(WORK INSTRUCTIONS): The required output is the exact sequence of lines from the line holding "Where can you spot the skin" to the end of the records, inclusive.

(MATERIAL FOR THIS EXERCISE):
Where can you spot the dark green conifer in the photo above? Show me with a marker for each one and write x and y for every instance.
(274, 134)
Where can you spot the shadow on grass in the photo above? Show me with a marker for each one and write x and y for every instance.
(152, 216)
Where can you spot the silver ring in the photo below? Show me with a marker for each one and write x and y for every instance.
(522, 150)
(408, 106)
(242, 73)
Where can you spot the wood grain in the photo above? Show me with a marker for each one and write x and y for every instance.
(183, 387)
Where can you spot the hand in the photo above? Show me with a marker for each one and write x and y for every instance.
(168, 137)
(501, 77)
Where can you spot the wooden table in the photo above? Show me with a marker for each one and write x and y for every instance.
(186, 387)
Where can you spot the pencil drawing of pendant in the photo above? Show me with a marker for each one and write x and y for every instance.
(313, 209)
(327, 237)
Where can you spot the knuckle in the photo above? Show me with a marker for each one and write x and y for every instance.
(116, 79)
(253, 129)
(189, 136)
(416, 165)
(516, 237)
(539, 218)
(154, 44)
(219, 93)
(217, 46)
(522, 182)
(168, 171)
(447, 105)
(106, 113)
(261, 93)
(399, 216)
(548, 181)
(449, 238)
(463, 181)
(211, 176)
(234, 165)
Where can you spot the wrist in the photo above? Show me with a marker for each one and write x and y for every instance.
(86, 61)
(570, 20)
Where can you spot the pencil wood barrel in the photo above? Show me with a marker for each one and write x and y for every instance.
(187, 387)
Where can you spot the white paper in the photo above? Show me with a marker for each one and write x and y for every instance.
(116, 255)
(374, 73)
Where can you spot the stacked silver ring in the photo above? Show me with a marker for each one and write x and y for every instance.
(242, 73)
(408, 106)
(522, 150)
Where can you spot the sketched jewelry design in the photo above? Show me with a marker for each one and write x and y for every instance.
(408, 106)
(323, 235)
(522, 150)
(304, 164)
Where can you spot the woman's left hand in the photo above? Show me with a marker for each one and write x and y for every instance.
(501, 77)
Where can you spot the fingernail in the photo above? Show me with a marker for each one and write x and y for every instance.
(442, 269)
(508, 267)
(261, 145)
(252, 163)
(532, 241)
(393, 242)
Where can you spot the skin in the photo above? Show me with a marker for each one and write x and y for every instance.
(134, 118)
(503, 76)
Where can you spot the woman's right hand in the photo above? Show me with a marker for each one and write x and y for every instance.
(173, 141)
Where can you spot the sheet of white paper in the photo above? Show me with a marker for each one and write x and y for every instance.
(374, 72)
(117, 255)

(FULL OUTPUT):
Where can you spot the skin in the photo above? Show me with a marker for each one and write x and y for every instance.
(134, 118)
(503, 76)
Where can you spot the woman's right hand in the photo above? Show me with a marker for each one and write x and y for every instance.
(173, 141)
Where can you spot the sheet of white paper in the photo above? Show me with a marker for each one and write x and y for every instance.
(374, 72)
(117, 255)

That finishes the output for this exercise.